Directive >> Copy out every line of the listing below that contains the string "aircraft". The match is case-sensitive.
※ ※ ※
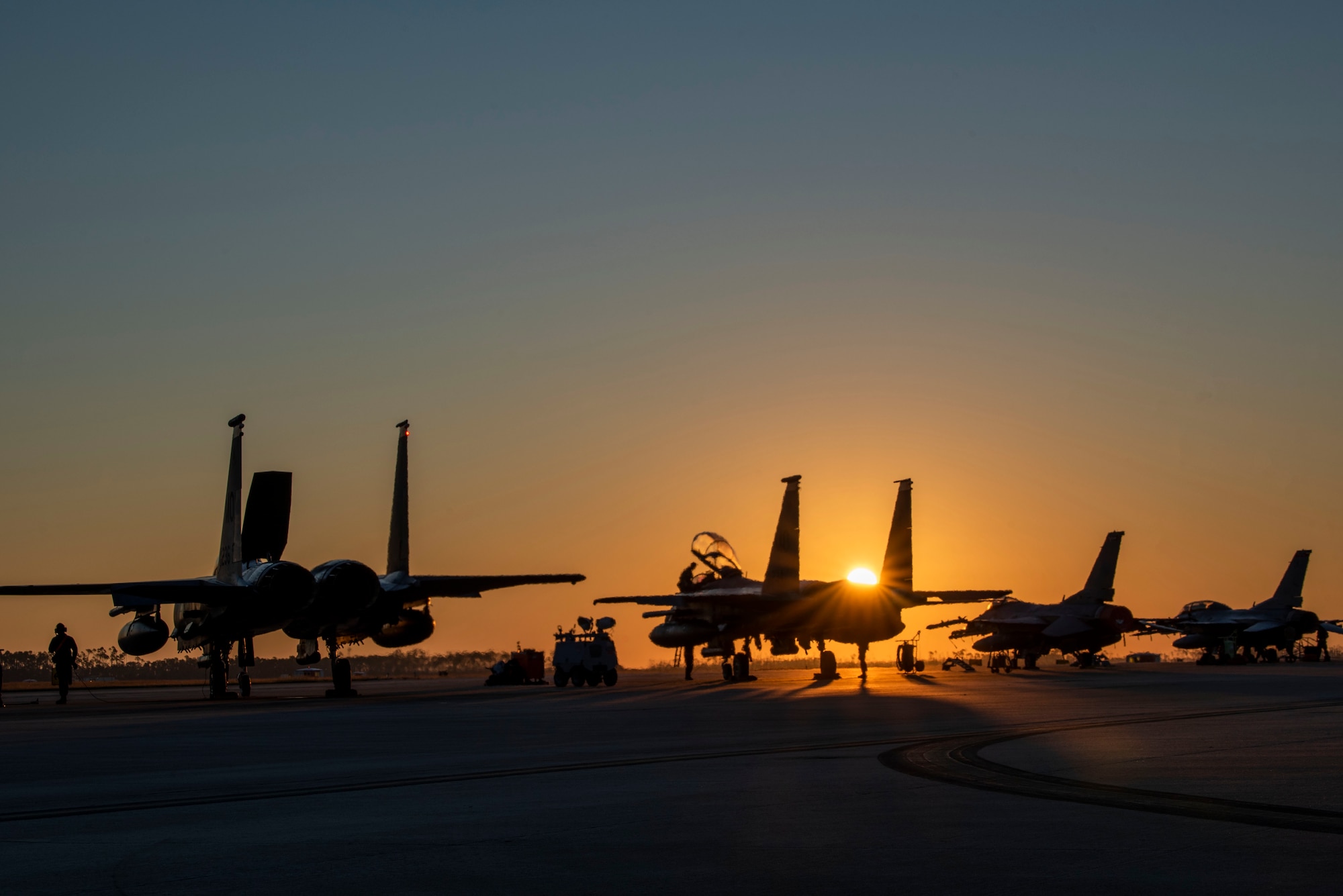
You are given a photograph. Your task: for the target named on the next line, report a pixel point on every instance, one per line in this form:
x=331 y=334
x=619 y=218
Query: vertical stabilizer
x=400 y=541
x=781 y=577
x=1294 y=581
x=898 y=568
x=1101 y=584
x=267 y=519
x=230 y=564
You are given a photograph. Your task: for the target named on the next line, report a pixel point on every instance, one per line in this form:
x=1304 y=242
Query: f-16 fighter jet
x=1259 y=632
x=721 y=605
x=353 y=603
x=1082 y=624
x=250 y=593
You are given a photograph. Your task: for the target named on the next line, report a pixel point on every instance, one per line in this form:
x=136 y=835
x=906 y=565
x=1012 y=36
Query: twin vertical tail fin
x=400 y=540
x=898 y=566
x=267 y=521
x=781 y=577
x=1294 y=583
x=230 y=564
x=1101 y=584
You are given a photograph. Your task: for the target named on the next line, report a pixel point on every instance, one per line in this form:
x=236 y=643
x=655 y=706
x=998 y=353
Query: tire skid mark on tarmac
x=896 y=758
x=387 y=784
x=956 y=760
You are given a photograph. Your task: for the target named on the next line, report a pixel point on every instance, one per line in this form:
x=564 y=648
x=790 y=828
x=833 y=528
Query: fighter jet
x=1082 y=624
x=721 y=605
x=252 y=591
x=1259 y=632
x=351 y=603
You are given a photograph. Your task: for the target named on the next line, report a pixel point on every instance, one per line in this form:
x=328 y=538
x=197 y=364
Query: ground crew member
x=64 y=652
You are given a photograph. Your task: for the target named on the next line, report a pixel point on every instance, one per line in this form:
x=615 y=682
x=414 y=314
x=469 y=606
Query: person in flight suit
x=64 y=652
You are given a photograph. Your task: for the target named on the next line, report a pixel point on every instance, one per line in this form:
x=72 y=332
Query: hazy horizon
x=625 y=267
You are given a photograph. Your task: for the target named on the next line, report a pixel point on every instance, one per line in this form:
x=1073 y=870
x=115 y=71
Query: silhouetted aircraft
x=353 y=603
x=250 y=593
x=1082 y=624
x=1231 y=636
x=722 y=605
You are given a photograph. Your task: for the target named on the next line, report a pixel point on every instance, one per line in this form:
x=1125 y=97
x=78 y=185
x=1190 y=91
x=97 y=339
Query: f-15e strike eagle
x=1082 y=624
x=721 y=607
x=253 y=591
x=1259 y=632
x=353 y=603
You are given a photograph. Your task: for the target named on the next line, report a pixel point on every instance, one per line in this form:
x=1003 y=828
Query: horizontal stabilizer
x=1066 y=627
x=1294 y=583
x=267 y=521
x=473 y=585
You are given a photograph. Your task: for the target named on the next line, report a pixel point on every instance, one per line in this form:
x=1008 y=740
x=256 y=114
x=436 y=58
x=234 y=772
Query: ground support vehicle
x=588 y=656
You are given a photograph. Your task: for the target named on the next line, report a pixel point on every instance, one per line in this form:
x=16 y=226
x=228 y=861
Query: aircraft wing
x=964 y=597
x=178 y=591
x=473 y=585
x=747 y=595
x=1161 y=626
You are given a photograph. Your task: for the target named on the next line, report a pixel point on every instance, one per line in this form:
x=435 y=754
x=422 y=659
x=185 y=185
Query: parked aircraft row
x=721 y=605
x=344 y=601
x=254 y=592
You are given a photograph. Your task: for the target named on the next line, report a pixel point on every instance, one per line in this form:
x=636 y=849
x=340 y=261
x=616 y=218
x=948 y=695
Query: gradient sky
x=625 y=266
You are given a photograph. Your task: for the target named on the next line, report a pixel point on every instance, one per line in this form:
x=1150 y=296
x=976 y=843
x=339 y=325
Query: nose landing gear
x=340 y=674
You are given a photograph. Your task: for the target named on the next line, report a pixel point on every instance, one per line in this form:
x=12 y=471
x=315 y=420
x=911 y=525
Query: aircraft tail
x=267 y=521
x=781 y=577
x=898 y=568
x=1294 y=581
x=400 y=540
x=230 y=564
x=1101 y=584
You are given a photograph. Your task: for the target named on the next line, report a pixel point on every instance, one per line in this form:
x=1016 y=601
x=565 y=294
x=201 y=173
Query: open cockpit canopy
x=1204 y=605
x=716 y=553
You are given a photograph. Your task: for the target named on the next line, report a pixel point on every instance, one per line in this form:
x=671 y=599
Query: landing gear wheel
x=218 y=681
x=342 y=678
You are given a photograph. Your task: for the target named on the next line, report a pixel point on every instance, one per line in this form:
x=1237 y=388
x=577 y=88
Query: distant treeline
x=111 y=663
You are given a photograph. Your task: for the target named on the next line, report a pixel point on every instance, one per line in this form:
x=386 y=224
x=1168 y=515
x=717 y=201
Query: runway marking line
x=956 y=760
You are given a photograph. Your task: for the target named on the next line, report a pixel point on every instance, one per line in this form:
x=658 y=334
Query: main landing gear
x=829 y=667
x=739 y=667
x=217 y=660
x=340 y=674
x=246 y=659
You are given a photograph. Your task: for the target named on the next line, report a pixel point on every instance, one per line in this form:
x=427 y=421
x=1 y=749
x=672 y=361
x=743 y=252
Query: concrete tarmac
x=665 y=787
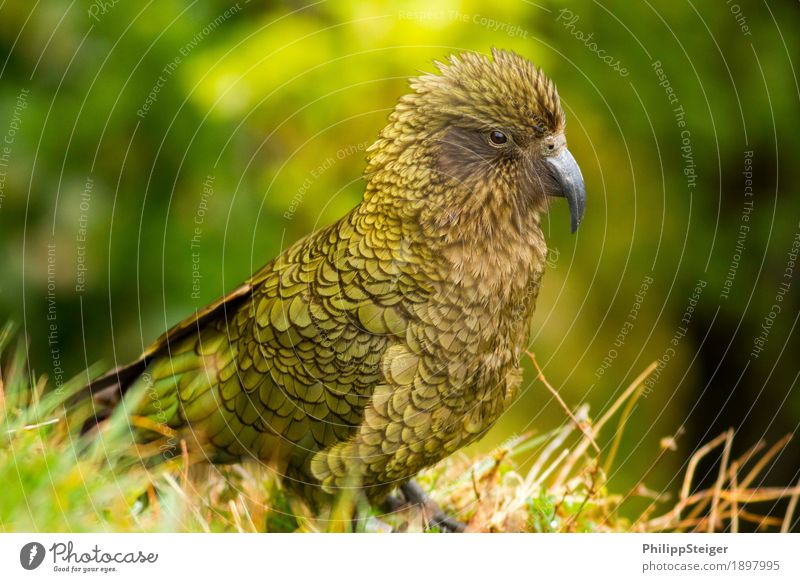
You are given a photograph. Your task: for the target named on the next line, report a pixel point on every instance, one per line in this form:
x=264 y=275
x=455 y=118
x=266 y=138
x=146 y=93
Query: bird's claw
x=415 y=495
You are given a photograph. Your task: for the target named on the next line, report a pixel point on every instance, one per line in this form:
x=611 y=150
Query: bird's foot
x=431 y=512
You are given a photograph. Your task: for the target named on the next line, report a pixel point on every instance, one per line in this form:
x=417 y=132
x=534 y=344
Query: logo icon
x=31 y=555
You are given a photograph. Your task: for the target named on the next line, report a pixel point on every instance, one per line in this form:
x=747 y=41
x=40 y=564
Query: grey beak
x=568 y=175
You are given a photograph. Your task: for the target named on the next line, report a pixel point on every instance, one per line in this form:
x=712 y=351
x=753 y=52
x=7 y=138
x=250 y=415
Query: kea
x=375 y=347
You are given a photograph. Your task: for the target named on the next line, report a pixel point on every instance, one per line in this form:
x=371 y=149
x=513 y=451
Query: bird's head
x=479 y=146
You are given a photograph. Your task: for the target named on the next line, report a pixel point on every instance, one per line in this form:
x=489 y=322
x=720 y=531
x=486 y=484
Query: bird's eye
x=497 y=137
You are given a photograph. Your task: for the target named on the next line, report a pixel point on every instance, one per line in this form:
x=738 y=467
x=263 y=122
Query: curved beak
x=567 y=175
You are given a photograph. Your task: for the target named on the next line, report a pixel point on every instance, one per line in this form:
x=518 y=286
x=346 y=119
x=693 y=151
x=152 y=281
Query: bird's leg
x=415 y=495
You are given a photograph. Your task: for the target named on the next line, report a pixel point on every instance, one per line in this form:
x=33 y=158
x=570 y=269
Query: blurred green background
x=160 y=152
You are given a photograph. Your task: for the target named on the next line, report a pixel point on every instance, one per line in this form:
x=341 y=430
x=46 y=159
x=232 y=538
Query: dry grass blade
x=561 y=402
x=723 y=467
x=787 y=520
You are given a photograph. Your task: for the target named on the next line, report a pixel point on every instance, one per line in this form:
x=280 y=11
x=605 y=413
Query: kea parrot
x=381 y=344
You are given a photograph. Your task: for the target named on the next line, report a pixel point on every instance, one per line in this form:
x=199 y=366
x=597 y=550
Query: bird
x=379 y=345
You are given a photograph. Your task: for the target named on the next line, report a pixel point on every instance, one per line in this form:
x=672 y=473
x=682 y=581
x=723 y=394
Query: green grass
x=56 y=480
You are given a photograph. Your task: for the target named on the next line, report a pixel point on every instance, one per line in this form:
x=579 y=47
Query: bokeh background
x=154 y=154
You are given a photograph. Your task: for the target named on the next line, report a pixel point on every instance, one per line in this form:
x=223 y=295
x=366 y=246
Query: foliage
x=56 y=479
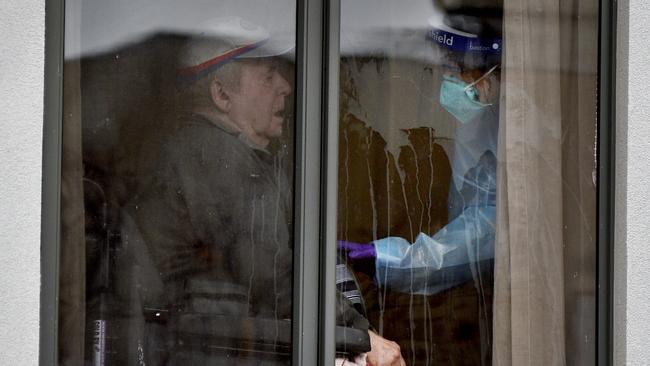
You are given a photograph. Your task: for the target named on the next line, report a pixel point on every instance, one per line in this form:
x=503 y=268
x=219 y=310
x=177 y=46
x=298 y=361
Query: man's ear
x=220 y=95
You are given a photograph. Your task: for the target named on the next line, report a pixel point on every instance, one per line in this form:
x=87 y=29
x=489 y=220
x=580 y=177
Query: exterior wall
x=21 y=120
x=632 y=259
x=21 y=97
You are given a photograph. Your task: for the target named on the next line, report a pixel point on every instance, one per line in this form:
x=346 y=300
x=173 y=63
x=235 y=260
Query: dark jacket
x=217 y=224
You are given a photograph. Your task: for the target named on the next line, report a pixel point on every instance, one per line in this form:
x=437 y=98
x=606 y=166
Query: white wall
x=632 y=259
x=21 y=119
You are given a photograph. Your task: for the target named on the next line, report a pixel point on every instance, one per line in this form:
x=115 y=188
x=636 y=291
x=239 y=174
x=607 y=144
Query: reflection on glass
x=177 y=183
x=465 y=195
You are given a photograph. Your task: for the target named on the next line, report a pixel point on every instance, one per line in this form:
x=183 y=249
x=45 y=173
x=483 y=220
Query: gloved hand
x=357 y=250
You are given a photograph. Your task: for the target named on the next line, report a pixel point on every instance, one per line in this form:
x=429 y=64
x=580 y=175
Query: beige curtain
x=72 y=252
x=545 y=248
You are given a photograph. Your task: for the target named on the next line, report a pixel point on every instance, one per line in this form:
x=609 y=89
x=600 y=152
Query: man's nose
x=284 y=87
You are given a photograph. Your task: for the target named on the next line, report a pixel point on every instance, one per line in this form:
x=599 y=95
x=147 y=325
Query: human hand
x=357 y=250
x=384 y=352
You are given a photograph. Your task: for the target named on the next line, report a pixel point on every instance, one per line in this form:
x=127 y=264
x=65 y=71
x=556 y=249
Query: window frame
x=317 y=82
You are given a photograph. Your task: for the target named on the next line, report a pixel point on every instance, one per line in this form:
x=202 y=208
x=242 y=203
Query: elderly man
x=217 y=218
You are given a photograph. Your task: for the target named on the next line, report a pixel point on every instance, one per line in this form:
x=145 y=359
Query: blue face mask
x=462 y=99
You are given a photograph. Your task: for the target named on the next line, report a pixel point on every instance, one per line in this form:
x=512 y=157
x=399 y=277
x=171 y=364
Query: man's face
x=258 y=104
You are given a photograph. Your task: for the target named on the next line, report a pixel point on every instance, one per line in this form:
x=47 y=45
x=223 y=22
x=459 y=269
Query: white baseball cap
x=221 y=40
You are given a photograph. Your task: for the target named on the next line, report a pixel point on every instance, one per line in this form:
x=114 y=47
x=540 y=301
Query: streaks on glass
x=394 y=181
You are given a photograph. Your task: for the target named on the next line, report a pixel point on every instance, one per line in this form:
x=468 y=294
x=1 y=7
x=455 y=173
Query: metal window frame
x=51 y=190
x=317 y=61
x=606 y=181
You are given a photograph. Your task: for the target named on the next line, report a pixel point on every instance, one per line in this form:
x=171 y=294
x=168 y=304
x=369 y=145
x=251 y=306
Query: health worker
x=470 y=53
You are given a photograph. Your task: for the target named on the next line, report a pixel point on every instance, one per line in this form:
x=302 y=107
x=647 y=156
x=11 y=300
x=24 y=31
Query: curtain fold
x=529 y=324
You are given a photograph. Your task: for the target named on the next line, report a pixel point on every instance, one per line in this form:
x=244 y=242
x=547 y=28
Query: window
x=467 y=177
x=241 y=183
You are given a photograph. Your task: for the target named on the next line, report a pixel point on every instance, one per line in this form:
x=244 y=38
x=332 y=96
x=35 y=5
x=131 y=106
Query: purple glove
x=357 y=250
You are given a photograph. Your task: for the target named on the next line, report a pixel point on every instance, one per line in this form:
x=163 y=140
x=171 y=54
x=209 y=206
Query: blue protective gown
x=449 y=257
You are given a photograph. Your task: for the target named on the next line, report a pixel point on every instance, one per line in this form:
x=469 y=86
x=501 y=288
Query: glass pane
x=466 y=181
x=177 y=201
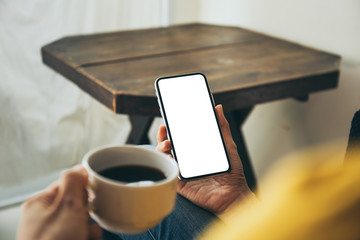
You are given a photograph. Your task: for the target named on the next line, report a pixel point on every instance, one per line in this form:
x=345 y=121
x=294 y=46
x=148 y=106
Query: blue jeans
x=186 y=221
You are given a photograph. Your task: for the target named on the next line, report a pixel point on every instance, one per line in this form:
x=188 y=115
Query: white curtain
x=47 y=123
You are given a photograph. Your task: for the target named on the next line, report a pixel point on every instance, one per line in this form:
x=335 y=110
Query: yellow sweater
x=311 y=196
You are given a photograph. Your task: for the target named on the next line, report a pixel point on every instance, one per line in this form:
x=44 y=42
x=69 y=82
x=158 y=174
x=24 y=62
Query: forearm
x=244 y=199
※ ※ ※
Correct answer >>
Query: silhouetted aircraft
Query: aircraft wing
Query: parked aircraft row
Query: aircraft tail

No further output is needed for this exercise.